RECORDS TO PROCESS:

⁂

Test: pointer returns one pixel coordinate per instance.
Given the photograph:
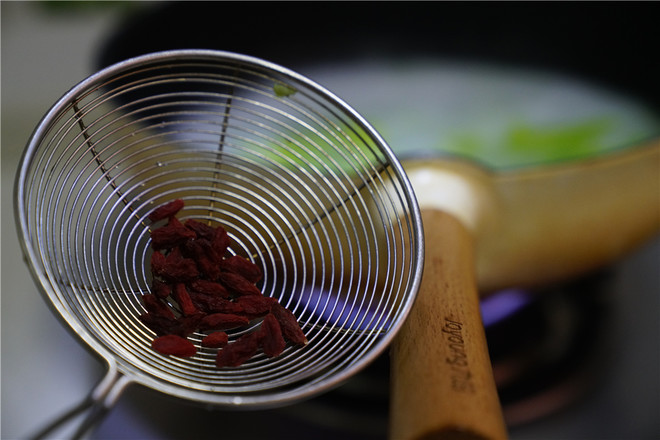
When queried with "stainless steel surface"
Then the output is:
(303, 185)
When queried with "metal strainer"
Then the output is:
(303, 184)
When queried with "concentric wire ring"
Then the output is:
(304, 186)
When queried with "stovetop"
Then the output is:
(574, 361)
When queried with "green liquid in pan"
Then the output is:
(503, 118)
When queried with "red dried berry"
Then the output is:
(290, 328)
(165, 211)
(272, 341)
(170, 235)
(174, 345)
(222, 321)
(215, 340)
(239, 351)
(243, 267)
(238, 285)
(183, 299)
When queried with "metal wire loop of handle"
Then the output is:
(90, 411)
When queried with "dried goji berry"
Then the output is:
(183, 299)
(165, 211)
(170, 235)
(290, 328)
(222, 321)
(238, 285)
(243, 267)
(239, 351)
(272, 341)
(215, 340)
(174, 345)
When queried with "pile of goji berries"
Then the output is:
(196, 288)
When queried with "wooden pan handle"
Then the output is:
(442, 381)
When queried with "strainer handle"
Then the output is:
(90, 412)
(442, 380)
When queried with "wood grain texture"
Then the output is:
(442, 382)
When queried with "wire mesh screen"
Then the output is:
(303, 186)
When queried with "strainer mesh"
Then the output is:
(303, 186)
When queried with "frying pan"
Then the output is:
(589, 41)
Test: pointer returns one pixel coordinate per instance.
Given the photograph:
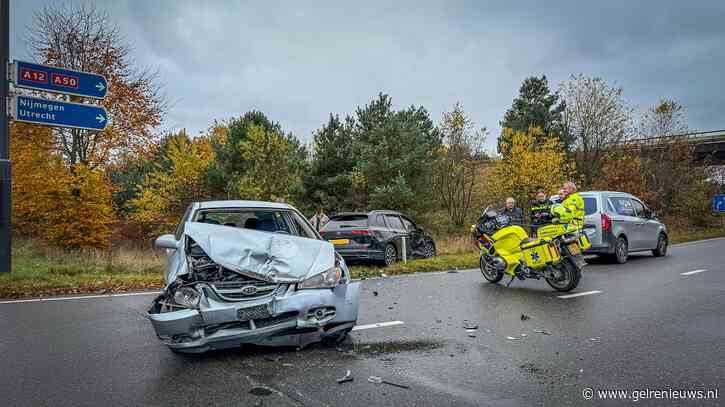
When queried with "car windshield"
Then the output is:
(264, 220)
(347, 221)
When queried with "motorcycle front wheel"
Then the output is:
(566, 276)
(488, 270)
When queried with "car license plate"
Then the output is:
(574, 249)
(255, 312)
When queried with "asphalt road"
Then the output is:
(649, 327)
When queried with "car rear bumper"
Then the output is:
(360, 254)
(290, 319)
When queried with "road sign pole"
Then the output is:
(5, 183)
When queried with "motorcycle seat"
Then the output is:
(530, 242)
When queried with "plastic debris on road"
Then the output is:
(379, 380)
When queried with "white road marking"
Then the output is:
(378, 325)
(689, 273)
(80, 297)
(579, 294)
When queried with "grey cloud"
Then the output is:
(299, 61)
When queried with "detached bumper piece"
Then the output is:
(290, 317)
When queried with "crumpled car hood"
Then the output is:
(270, 256)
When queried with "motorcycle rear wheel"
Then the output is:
(488, 270)
(569, 276)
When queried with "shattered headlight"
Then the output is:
(327, 279)
(187, 297)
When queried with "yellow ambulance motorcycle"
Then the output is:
(507, 249)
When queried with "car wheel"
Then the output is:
(621, 250)
(391, 255)
(429, 250)
(661, 249)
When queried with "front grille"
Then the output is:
(244, 288)
(283, 317)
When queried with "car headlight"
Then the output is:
(187, 297)
(327, 279)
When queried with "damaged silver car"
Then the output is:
(251, 272)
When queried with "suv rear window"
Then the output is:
(347, 221)
(590, 205)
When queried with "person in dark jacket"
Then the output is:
(540, 211)
(513, 212)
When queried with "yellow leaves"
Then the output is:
(529, 165)
(65, 207)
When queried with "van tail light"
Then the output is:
(606, 223)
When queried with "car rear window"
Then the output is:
(347, 221)
(590, 205)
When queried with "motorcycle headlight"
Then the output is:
(327, 279)
(187, 297)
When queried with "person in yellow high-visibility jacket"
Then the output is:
(572, 207)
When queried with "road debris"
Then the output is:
(347, 378)
(260, 391)
(379, 380)
(469, 325)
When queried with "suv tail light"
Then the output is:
(606, 222)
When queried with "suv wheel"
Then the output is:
(621, 250)
(661, 249)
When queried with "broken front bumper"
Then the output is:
(290, 317)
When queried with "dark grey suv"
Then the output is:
(378, 236)
(618, 223)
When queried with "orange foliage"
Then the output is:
(66, 207)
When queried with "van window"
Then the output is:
(623, 206)
(590, 205)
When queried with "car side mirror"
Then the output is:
(166, 242)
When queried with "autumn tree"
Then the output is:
(82, 38)
(169, 189)
(525, 166)
(536, 106)
(455, 173)
(597, 117)
(69, 209)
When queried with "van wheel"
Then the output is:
(621, 250)
(661, 249)
(391, 255)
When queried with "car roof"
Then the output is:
(242, 204)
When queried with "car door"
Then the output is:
(397, 231)
(415, 242)
(648, 227)
(626, 221)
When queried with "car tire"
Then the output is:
(429, 249)
(390, 255)
(661, 249)
(621, 250)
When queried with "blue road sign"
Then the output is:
(718, 203)
(58, 113)
(53, 79)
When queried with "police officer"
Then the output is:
(540, 211)
(574, 205)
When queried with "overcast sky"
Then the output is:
(297, 61)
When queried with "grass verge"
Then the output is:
(39, 271)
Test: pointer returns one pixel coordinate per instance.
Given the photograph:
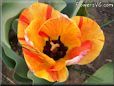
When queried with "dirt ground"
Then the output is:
(101, 15)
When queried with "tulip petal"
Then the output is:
(91, 31)
(64, 28)
(35, 11)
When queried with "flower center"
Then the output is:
(55, 49)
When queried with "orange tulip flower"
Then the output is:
(51, 41)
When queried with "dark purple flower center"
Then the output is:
(55, 49)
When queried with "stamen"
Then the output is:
(54, 46)
(55, 49)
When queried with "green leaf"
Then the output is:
(36, 80)
(10, 11)
(72, 7)
(21, 80)
(104, 75)
(20, 67)
(9, 62)
(57, 4)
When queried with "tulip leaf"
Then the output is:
(36, 80)
(105, 75)
(57, 4)
(10, 12)
(9, 62)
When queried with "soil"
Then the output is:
(77, 73)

⁂

BRIEF: Return each line of the entries above that contains the string "orange". Case matters.

COMPLETE ANSWER:
When queried with "orange foliage"
When queried with "orange tulip flower"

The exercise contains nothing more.